■ Extrait du texte ■
──────

Plein Droit n° 13, mars 1991
« Des visas aux frontières »
Je rappelle quelques règles générales relatives
à la délivrance des visas qu'il y a lieu d'appliquer avec
la plus grande rigueur.
A. Les visas de court séjour et de transit ne doivent être
délivrés qu'à des personnes dont on a tout lieu
de penser qu'en raison de leur fonction et de leur situation elles ne
sont pas susceptibles de chercher un établissement en France.
B. La production des documents requis pour la demande de visa par
le règlement pour justifier des moyens d'existence et d'hébergement,
ainsi que du rapatriement, n'implique pas la délivrance automatique
du visa sollicité. Nous conservons en effet une large faculté
d'appréciation en matière d'octroi de visa et nous devons
en faire usage, même lorsqu'un dossier complet est présenté.
Il n'y a pas de compétence liée : la délivrance
des visas doit être refusée même si tous les justificatifs
requis par la réglementation en vigueur sont produits par le
requérant, dès lors qu'il existe un doute raisonnable
sur les intentions réelles du demandeur.

──────

[Enregistrements d'annotation de contours]
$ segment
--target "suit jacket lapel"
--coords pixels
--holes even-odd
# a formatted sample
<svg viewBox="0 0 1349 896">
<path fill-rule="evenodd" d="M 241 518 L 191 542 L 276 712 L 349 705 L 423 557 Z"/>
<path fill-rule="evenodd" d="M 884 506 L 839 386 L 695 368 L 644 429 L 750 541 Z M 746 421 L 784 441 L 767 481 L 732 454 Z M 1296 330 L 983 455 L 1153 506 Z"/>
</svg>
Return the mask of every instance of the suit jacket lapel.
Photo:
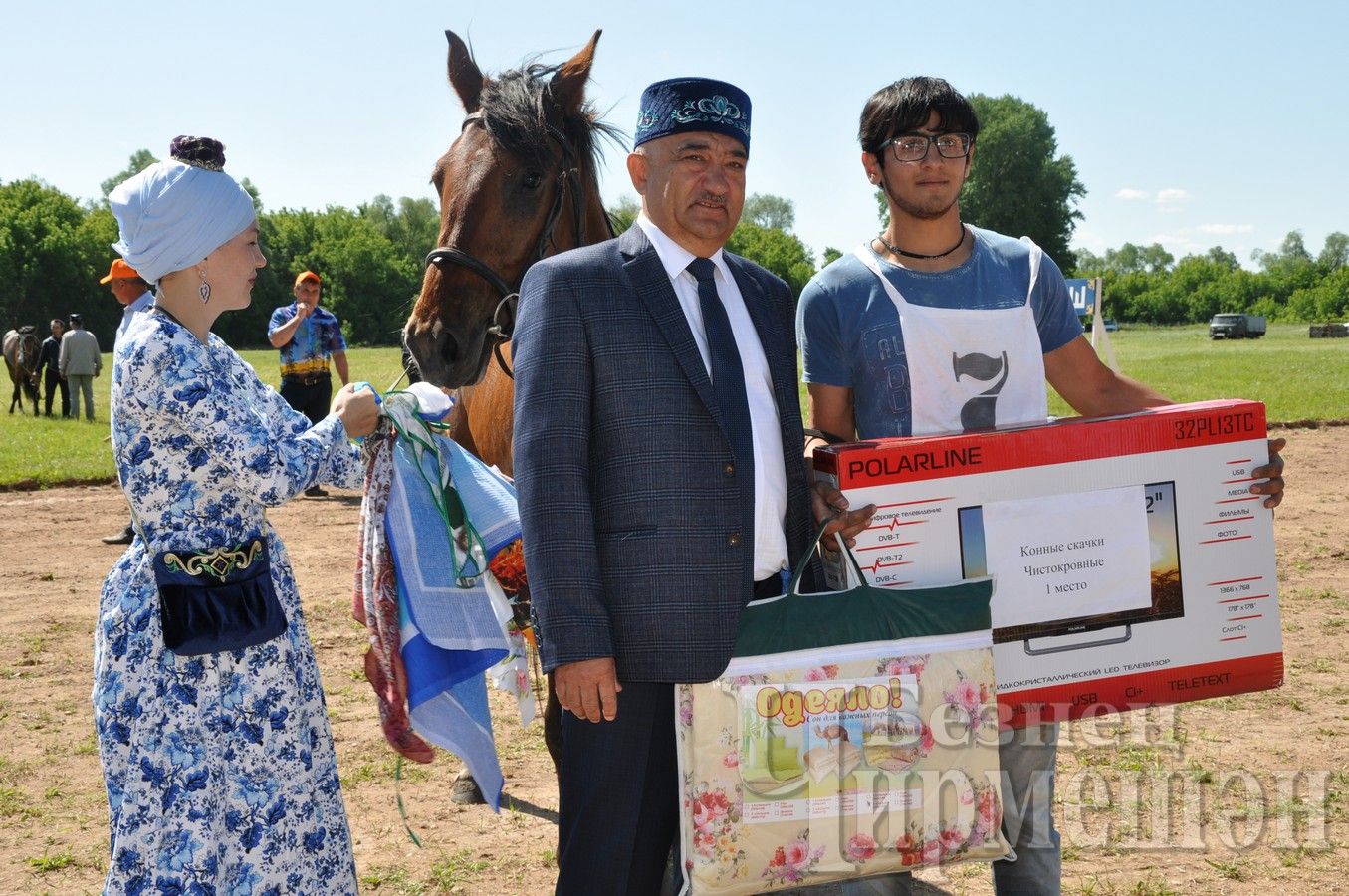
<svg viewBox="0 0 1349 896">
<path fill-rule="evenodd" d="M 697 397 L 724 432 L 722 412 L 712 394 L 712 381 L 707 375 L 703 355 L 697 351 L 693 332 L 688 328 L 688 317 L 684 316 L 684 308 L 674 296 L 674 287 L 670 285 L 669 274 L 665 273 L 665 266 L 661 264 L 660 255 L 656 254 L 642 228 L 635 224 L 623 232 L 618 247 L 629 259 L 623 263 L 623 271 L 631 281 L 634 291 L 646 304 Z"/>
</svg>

──────

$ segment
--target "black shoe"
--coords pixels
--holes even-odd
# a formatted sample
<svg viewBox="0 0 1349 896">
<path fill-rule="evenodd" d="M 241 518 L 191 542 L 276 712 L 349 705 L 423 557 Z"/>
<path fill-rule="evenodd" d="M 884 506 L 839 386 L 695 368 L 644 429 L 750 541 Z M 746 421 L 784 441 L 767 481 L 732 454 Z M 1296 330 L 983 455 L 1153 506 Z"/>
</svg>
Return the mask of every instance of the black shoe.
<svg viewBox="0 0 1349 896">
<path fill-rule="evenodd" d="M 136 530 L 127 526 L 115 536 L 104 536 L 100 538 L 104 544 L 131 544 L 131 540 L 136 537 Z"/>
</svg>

──────

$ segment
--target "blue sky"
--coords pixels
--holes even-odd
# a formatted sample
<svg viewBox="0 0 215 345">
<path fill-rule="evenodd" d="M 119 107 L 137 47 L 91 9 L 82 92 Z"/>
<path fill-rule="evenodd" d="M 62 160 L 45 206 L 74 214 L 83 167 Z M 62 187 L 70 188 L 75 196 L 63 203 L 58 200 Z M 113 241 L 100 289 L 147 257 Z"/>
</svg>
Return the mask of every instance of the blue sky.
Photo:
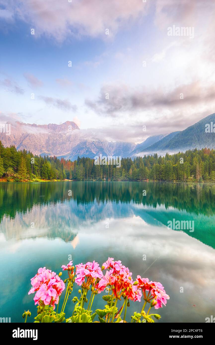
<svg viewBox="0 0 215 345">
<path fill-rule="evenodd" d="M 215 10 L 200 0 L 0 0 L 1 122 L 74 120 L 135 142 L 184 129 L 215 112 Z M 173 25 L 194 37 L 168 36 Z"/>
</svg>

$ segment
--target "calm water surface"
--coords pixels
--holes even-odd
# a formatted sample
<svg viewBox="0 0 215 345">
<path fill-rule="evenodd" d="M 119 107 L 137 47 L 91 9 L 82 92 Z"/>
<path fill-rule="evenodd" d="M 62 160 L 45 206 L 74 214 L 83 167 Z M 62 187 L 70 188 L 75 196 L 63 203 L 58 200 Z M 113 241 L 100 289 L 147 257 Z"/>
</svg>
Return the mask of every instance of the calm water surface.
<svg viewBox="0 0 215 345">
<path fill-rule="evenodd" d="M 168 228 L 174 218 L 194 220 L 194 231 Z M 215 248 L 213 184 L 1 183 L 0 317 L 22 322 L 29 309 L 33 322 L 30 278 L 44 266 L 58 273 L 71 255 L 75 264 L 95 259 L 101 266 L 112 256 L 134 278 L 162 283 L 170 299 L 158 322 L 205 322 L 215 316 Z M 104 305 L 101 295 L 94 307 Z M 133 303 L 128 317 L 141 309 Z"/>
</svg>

──────

■ Consignes écrites ■
1. Reproduisez intégralement le texte sur la délivrance des visas, sans y changer quoi que ce soit.
2. Relevez chaque ligne des enregistrements où figure la chaîne « shoe ». La casse doit être respectée.

■ Réponses ci-dessous ■
1.
Plein Droit n° 13, mars 1991
« Des visas aux frontières »
Je rappelle quelques règles générales relatives
à la délivrance des visas qu'il y a lieu d'appliquer avec
la plus grande rigueur.
A. Les visas de court séjour et de transit ne doivent être
délivrés qu'à des personnes dont on a tout lieu
de penser qu'en raison de leur fonction et de leur situation elles ne
sont pas susceptibles de chercher un établissement en France.
B. La production des documents requis pour la demande de visa par
le règlement pour justifier des moyens d'existence et d'hébergement,
ainsi que du rapatriement, n'implique pas la délivrance automatique
du visa sollicité. Nous conservons en effet une large faculté
d'appréciation en matière d'octroi de visa et nous devons
en faire usage, même lorsqu'un dossier complet est présenté.
Il n'y a pas de compétence liée : la délivrance
des visas doit être refusée même si tous les justificatifs
requis par la réglementation en vigueur sont produits par le
requérant, dès lors qu'il existe un doute raisonnable
sur les intentions réelles du demandeur.

2.
--target "black shoe"
Return the mask of every instance of the black shoe.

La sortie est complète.